= EXERCISE DESCRIPTION =
Please list every line in the data below that contains the string "golden", copying each one in full.
┄┄┄┄┄┄
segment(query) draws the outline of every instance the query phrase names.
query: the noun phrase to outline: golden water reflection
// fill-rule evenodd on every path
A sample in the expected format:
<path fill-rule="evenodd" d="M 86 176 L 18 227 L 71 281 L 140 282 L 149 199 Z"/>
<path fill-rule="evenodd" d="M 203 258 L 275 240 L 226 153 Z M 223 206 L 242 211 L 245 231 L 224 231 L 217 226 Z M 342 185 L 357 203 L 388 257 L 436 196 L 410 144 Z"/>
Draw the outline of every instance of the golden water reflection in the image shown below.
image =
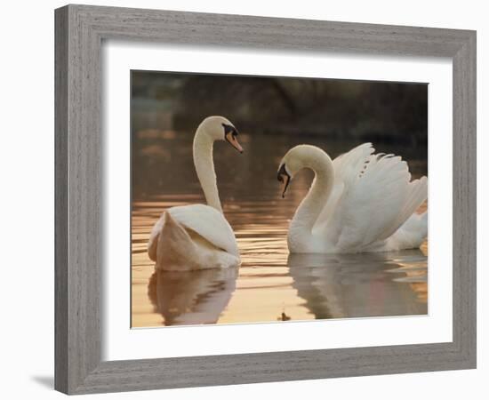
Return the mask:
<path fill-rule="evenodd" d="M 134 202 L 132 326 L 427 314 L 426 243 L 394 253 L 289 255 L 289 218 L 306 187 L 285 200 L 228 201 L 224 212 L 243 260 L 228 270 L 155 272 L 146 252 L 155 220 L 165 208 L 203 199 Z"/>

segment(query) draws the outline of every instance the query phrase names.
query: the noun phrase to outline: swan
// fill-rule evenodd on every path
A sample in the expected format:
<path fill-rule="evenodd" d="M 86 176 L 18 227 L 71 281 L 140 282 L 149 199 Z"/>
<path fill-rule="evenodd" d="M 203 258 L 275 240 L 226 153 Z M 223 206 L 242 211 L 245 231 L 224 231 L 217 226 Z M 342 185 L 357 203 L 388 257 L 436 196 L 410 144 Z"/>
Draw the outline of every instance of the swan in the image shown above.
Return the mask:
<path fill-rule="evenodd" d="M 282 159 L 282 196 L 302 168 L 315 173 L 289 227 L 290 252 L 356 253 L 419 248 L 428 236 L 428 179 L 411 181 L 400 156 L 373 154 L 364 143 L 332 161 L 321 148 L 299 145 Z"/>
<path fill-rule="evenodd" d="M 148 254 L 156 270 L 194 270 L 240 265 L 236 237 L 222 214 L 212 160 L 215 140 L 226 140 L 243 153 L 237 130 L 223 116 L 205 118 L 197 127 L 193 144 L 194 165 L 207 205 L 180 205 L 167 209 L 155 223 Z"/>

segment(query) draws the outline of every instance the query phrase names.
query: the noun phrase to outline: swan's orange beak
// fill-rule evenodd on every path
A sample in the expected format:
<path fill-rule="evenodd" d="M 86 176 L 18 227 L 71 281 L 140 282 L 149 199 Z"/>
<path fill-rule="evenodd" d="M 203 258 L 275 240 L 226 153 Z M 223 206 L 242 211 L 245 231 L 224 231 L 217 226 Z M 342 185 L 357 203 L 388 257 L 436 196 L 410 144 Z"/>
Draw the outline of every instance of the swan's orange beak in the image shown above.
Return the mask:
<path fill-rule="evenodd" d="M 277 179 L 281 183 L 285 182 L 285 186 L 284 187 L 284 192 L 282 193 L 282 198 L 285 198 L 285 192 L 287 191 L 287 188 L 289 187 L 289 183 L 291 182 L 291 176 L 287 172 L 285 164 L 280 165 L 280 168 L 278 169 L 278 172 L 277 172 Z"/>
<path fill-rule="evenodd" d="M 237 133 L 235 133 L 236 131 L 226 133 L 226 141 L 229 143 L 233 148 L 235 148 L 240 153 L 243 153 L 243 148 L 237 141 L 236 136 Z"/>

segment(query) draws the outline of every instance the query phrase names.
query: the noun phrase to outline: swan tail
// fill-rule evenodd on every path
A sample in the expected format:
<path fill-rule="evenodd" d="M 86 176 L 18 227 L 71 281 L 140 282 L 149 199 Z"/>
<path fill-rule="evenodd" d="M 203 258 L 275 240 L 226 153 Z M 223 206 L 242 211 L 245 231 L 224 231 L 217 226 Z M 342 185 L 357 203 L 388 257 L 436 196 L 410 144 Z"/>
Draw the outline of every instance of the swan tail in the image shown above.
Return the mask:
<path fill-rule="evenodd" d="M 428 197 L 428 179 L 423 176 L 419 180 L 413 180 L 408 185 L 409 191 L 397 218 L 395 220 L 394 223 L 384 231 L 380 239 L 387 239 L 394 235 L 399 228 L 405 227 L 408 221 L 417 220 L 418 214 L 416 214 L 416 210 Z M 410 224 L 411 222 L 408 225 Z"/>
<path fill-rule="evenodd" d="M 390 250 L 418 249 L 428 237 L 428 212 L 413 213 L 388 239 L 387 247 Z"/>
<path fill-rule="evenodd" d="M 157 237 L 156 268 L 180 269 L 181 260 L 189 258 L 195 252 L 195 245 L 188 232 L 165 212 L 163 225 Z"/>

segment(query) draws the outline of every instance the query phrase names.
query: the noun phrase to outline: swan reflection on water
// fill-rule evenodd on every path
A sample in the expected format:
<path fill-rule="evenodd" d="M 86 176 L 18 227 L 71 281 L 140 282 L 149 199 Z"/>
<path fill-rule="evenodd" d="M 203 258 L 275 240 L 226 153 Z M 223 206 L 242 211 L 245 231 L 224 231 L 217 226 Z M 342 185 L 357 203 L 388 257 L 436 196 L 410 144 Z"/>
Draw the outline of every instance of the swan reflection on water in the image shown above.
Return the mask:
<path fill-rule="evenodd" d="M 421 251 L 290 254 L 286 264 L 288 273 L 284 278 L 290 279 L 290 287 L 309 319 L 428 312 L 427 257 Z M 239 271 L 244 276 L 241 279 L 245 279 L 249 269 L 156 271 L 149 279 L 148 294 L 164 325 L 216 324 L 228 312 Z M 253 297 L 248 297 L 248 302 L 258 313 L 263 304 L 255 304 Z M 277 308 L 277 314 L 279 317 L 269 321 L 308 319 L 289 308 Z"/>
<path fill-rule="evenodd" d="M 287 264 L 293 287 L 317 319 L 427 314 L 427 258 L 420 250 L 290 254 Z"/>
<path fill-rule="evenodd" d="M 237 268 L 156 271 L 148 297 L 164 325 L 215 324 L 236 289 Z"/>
┄┄┄┄┄┄
= RESULT BELOW =
query: the noun phrase to outline: golden water reflection
Draw the outline of every instance of the golden water reflection in the image shown below.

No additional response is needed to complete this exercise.